== RECORD EXTRACTS ==
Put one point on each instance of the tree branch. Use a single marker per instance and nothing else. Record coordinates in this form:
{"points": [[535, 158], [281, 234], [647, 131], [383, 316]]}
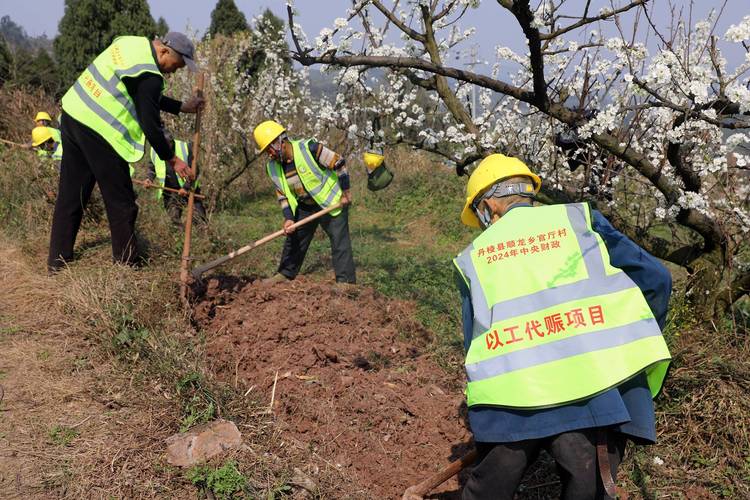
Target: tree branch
{"points": [[588, 20]]}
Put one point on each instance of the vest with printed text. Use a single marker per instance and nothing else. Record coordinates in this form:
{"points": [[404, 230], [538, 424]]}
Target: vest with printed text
{"points": [[100, 100], [321, 184], [554, 322], [160, 166]]}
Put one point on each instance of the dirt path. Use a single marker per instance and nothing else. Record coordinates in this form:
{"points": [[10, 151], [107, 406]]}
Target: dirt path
{"points": [[70, 425], [350, 376]]}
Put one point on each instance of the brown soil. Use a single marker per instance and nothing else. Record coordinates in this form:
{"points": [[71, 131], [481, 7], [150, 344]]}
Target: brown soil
{"points": [[349, 375]]}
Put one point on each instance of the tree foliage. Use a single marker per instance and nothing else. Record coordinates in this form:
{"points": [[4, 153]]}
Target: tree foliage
{"points": [[89, 26], [6, 61], [650, 135], [226, 19], [36, 70]]}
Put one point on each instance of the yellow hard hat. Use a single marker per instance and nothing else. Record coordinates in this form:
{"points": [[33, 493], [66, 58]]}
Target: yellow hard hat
{"points": [[40, 135], [491, 170], [266, 133], [372, 160]]}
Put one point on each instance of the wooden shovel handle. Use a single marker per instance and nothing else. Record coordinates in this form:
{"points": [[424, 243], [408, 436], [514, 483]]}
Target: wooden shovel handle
{"points": [[418, 491], [198, 271]]}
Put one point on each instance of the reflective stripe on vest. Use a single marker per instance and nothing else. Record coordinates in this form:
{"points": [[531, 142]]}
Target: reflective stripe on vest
{"points": [[57, 152], [160, 166], [554, 322], [55, 134], [321, 184], [100, 100]]}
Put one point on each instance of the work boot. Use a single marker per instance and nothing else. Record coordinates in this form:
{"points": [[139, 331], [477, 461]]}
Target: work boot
{"points": [[345, 289], [276, 278]]}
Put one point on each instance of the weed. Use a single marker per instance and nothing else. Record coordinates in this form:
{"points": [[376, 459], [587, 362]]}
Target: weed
{"points": [[130, 336], [9, 330], [62, 435], [279, 491], [199, 404], [224, 482]]}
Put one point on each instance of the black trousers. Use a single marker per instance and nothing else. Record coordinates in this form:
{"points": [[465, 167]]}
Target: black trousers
{"points": [[500, 466], [87, 160], [297, 243]]}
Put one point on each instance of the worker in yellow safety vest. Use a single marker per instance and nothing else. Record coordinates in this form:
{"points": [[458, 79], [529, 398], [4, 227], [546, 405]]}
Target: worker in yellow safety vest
{"points": [[45, 143], [43, 119], [562, 330], [308, 177], [107, 115]]}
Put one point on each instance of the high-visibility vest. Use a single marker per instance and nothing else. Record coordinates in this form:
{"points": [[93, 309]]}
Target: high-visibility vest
{"points": [[100, 100], [55, 134], [321, 184], [57, 152], [160, 166], [554, 322]]}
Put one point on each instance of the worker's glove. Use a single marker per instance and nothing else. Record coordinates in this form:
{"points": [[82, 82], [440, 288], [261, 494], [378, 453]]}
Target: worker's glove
{"points": [[192, 105], [346, 198], [181, 168]]}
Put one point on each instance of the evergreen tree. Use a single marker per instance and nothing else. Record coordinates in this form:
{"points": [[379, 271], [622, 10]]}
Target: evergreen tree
{"points": [[89, 26], [162, 28], [13, 33], [36, 70], [226, 19], [6, 62]]}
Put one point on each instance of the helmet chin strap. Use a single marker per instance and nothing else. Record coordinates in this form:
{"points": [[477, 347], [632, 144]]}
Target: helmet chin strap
{"points": [[500, 191]]}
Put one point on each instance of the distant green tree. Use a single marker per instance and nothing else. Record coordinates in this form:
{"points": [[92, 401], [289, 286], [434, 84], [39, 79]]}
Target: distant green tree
{"points": [[43, 72], [13, 33], [162, 28], [226, 19], [89, 26], [6, 62]]}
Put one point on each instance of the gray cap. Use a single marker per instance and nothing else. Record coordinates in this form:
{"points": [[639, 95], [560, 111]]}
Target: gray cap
{"points": [[182, 45]]}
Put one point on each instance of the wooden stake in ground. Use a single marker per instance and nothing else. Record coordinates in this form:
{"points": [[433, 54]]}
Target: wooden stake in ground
{"points": [[185, 263], [163, 188], [11, 143], [418, 491]]}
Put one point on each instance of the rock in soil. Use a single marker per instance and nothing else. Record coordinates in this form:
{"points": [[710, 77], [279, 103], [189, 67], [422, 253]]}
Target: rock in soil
{"points": [[201, 443], [356, 382]]}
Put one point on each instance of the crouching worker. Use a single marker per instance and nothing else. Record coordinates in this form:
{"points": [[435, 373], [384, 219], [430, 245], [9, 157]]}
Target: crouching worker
{"points": [[562, 330], [163, 174], [46, 144], [308, 177]]}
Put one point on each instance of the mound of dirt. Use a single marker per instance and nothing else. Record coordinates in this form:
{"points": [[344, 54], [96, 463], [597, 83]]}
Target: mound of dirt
{"points": [[349, 374]]}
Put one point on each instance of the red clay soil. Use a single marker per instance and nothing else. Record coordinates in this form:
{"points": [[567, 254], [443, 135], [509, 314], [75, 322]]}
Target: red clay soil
{"points": [[355, 383]]}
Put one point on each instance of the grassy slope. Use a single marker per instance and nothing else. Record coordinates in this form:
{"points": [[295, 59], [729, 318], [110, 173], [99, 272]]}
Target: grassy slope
{"points": [[403, 239]]}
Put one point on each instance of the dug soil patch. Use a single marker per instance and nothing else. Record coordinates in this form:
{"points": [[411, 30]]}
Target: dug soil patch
{"points": [[350, 374]]}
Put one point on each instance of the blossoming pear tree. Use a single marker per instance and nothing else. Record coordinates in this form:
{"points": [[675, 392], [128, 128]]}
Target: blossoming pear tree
{"points": [[651, 125]]}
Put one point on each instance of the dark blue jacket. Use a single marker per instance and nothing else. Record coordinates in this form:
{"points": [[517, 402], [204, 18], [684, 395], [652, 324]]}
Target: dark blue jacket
{"points": [[629, 406]]}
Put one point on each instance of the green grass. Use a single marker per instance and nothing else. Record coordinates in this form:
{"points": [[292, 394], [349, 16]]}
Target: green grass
{"points": [[62, 435], [224, 482]]}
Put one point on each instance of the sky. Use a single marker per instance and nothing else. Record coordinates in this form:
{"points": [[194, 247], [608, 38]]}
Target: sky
{"points": [[494, 25]]}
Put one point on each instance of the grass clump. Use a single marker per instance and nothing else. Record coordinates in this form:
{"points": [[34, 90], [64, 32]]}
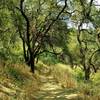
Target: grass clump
{"points": [[63, 75]]}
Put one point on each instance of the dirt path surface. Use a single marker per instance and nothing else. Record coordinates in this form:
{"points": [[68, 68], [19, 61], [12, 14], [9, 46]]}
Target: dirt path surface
{"points": [[51, 90]]}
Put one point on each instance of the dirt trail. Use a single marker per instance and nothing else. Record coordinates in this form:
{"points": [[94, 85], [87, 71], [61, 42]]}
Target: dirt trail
{"points": [[51, 90]]}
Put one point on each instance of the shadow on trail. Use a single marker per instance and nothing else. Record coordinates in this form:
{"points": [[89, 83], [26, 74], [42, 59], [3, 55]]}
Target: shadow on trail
{"points": [[51, 90]]}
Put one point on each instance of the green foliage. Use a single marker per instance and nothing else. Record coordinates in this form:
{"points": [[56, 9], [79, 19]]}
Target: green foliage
{"points": [[79, 74], [16, 75], [49, 59]]}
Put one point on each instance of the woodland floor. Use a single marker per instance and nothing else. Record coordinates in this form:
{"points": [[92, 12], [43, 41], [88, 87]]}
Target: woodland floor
{"points": [[51, 90]]}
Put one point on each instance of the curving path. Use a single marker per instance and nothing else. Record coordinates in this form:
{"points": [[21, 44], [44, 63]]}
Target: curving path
{"points": [[51, 90]]}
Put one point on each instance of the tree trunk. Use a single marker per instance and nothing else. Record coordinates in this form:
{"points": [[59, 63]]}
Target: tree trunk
{"points": [[32, 65], [87, 74]]}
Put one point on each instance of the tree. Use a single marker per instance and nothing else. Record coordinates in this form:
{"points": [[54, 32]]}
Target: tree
{"points": [[34, 28]]}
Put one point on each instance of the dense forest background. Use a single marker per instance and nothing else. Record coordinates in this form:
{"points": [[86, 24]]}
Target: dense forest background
{"points": [[40, 33]]}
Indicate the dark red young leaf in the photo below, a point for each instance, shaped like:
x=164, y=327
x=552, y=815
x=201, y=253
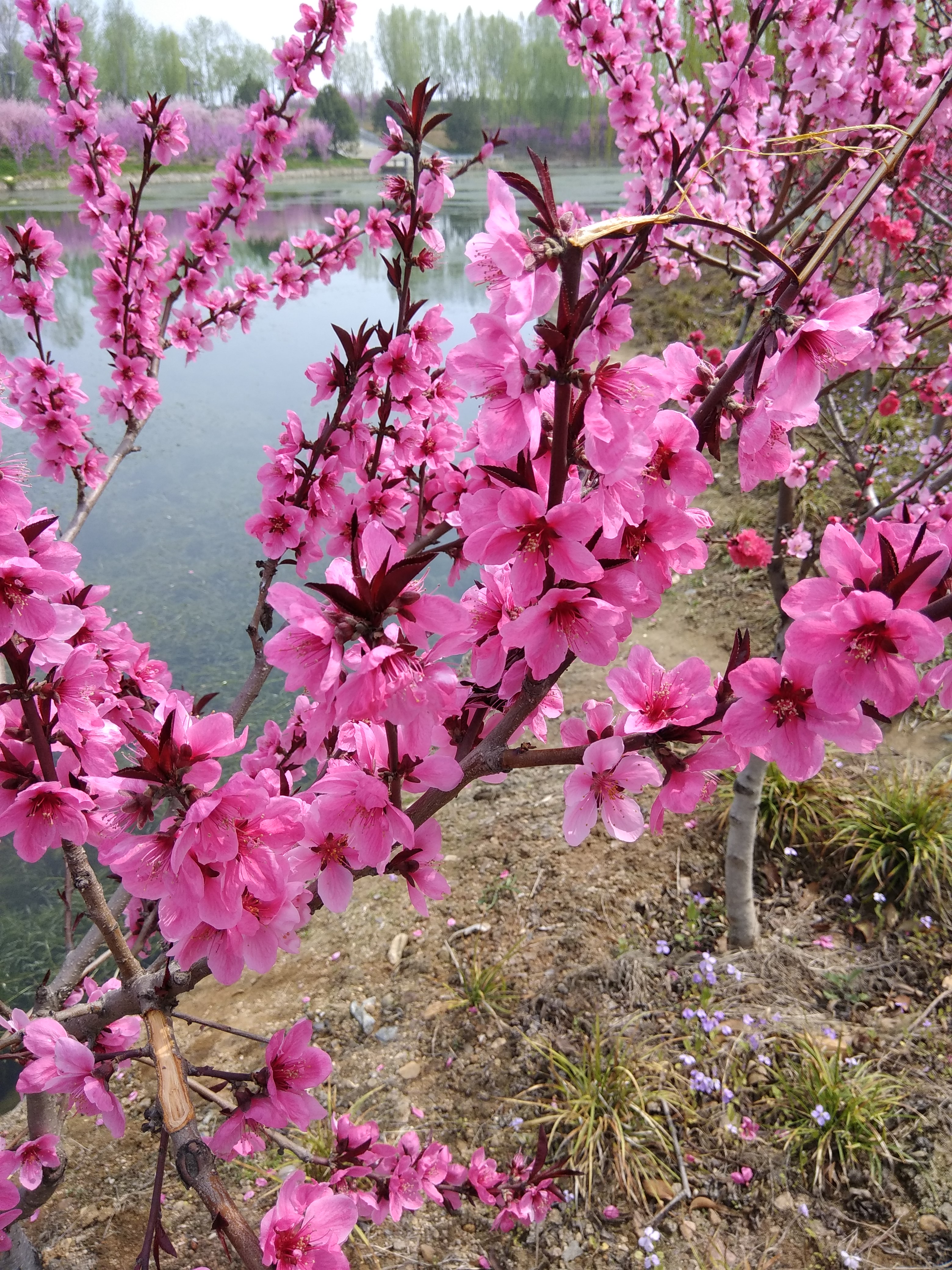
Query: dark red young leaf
x=873, y=713
x=32, y=531
x=906, y=578
x=525, y=187
x=889, y=564
x=741, y=653
x=506, y=475
x=164, y=1243
x=399, y=577
x=344, y=600
x=416, y=308
x=435, y=122
x=541, y=1151
x=545, y=181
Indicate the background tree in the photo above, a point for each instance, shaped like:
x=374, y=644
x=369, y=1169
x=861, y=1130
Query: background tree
x=511, y=70
x=219, y=60
x=353, y=74
x=333, y=108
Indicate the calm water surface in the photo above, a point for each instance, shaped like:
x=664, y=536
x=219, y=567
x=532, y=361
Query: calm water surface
x=168, y=535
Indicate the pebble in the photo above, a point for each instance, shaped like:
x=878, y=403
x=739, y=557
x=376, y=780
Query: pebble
x=361, y=1011
x=932, y=1225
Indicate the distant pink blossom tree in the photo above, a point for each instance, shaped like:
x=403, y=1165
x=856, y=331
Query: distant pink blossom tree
x=569, y=505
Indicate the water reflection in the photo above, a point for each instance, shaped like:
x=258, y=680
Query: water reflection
x=169, y=535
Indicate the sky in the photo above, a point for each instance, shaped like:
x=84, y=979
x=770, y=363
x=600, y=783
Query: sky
x=263, y=22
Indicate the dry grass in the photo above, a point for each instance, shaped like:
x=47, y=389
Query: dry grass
x=602, y=1110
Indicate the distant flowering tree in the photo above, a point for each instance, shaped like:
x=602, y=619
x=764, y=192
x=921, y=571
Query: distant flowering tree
x=570, y=501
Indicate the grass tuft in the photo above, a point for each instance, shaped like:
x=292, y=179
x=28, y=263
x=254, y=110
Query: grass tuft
x=484, y=987
x=861, y=1104
x=602, y=1117
x=792, y=813
x=898, y=839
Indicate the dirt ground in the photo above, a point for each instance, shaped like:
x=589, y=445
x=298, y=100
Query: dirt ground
x=579, y=929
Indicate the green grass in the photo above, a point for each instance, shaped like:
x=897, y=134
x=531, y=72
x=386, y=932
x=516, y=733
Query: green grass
x=600, y=1110
x=897, y=836
x=862, y=1104
x=792, y=813
x=484, y=987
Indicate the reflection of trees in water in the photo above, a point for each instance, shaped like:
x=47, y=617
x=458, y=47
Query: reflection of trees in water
x=74, y=292
x=73, y=295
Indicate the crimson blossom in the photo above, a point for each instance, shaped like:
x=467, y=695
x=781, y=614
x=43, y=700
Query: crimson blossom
x=569, y=509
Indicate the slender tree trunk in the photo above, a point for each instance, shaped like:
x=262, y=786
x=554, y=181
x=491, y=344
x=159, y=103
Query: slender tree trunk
x=21, y=1255
x=748, y=788
x=739, y=856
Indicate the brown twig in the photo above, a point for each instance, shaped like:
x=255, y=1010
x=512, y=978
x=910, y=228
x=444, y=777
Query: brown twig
x=207, y=1023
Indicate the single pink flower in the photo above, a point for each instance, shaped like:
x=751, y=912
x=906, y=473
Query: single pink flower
x=694, y=780
x=749, y=550
x=42, y=816
x=777, y=718
x=823, y=345
x=295, y=1067
x=602, y=784
x=565, y=619
x=35, y=1156
x=306, y=1227
x=655, y=698
x=865, y=649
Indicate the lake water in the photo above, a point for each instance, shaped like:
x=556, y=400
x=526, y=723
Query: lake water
x=168, y=535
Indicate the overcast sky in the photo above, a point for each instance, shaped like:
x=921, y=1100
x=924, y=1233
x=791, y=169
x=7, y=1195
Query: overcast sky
x=265, y=22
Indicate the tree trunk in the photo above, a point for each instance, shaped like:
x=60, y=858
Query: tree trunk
x=739, y=859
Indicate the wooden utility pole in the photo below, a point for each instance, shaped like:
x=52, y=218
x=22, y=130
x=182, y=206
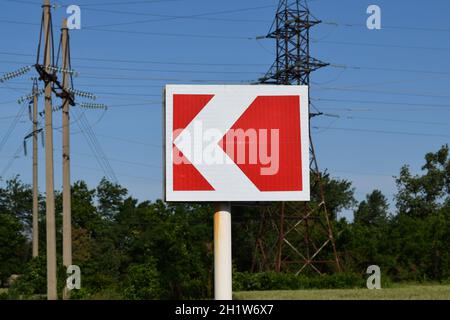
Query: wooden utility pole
x=35, y=173
x=67, y=215
x=67, y=211
x=49, y=173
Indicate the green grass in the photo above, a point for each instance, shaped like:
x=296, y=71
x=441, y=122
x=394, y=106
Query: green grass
x=403, y=292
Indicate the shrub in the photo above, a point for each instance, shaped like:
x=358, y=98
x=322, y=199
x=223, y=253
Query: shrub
x=243, y=281
x=142, y=282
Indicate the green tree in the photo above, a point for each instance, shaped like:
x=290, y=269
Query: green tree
x=372, y=211
x=423, y=195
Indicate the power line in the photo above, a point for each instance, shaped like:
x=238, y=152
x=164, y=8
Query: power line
x=171, y=17
x=385, y=132
x=359, y=25
x=95, y=147
x=385, y=92
x=444, y=106
x=12, y=126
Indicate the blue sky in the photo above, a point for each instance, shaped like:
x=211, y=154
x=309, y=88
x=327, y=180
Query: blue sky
x=386, y=93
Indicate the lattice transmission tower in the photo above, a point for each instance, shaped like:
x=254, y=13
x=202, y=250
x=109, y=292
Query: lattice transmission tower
x=304, y=230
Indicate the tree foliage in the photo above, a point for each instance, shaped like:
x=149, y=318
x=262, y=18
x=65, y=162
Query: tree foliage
x=155, y=250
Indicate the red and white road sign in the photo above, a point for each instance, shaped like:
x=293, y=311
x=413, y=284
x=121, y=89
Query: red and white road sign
x=236, y=143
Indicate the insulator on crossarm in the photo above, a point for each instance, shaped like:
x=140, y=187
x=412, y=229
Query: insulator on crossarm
x=82, y=94
x=93, y=105
x=61, y=70
x=15, y=74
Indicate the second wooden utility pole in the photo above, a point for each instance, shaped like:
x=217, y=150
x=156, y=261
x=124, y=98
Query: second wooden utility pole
x=67, y=214
x=49, y=173
x=35, y=172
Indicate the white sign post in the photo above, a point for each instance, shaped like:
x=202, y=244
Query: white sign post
x=229, y=143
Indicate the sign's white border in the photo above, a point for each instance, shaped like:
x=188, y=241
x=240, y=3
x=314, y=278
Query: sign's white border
x=230, y=193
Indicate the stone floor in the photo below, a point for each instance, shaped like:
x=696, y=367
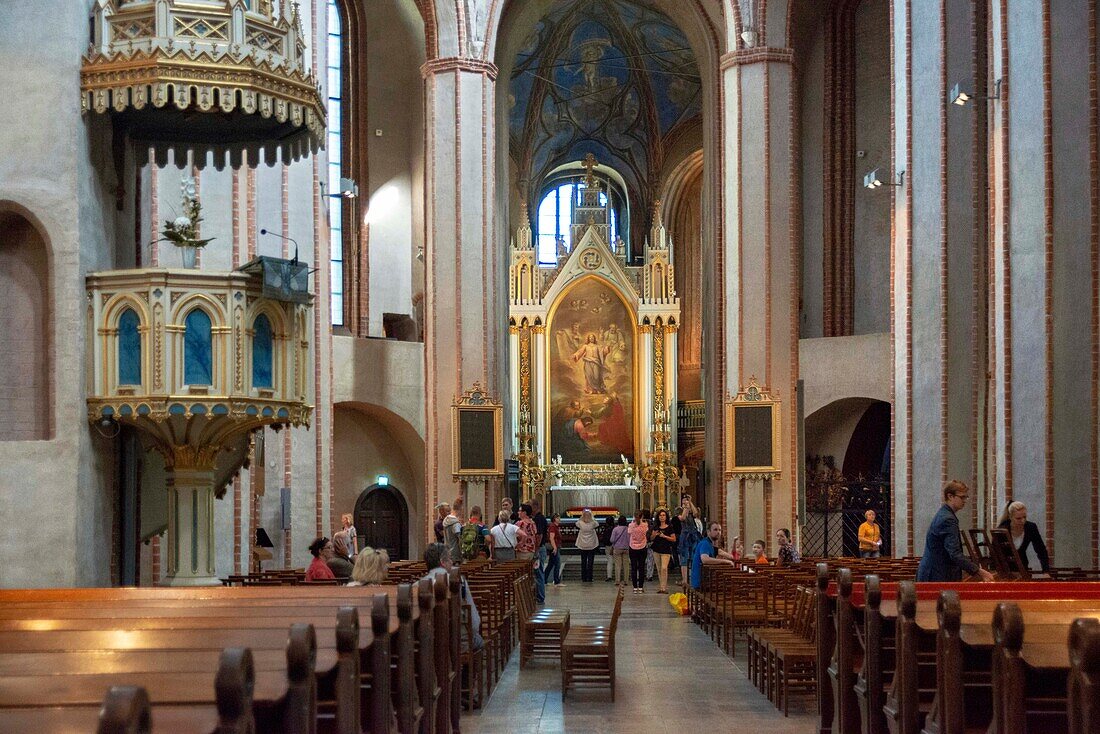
===
GIVEN EXERCISE ->
Switch "power line" to "electric cable" in the part that opens with the line containing "Indicate the green tree" and closes with the line containing "x=236, y=143", and give that part again with nothing else changed.

FINAL RESULT ->
Indicate the green tree in the photo above, a point for each instance, shaped like:
x=290, y=269
Query: green tree
x=372, y=211
x=423, y=195
Indicate the electric cable in the photo above, a point for each instance, shaped like:
x=238, y=152
x=164, y=8
Query: electric cable
x=171, y=17
x=385, y=132
x=359, y=25
x=95, y=147
x=385, y=92
x=444, y=106
x=12, y=126
Indicate the blue sky in the photo above, a point for each instance, shaped like:
x=211, y=154
x=309, y=88
x=327, y=180
Query: blue sky
x=386, y=93
Indicate the lattice transmission tower in the photo above, a point for each instance, shaped like:
x=254, y=13
x=202, y=250
x=109, y=292
Query: lattice transmission tower
x=304, y=230
Indicate the tree foliage in the photo above, a point for each instance, shaped like:
x=149, y=318
x=262, y=18
x=65, y=162
Query: tree foliage
x=155, y=250
Indicate the red and white road sign in the photo above, a point for each instance, shaped like:
x=293, y=311
x=413, y=284
x=121, y=89
Query: red and white road sign
x=236, y=143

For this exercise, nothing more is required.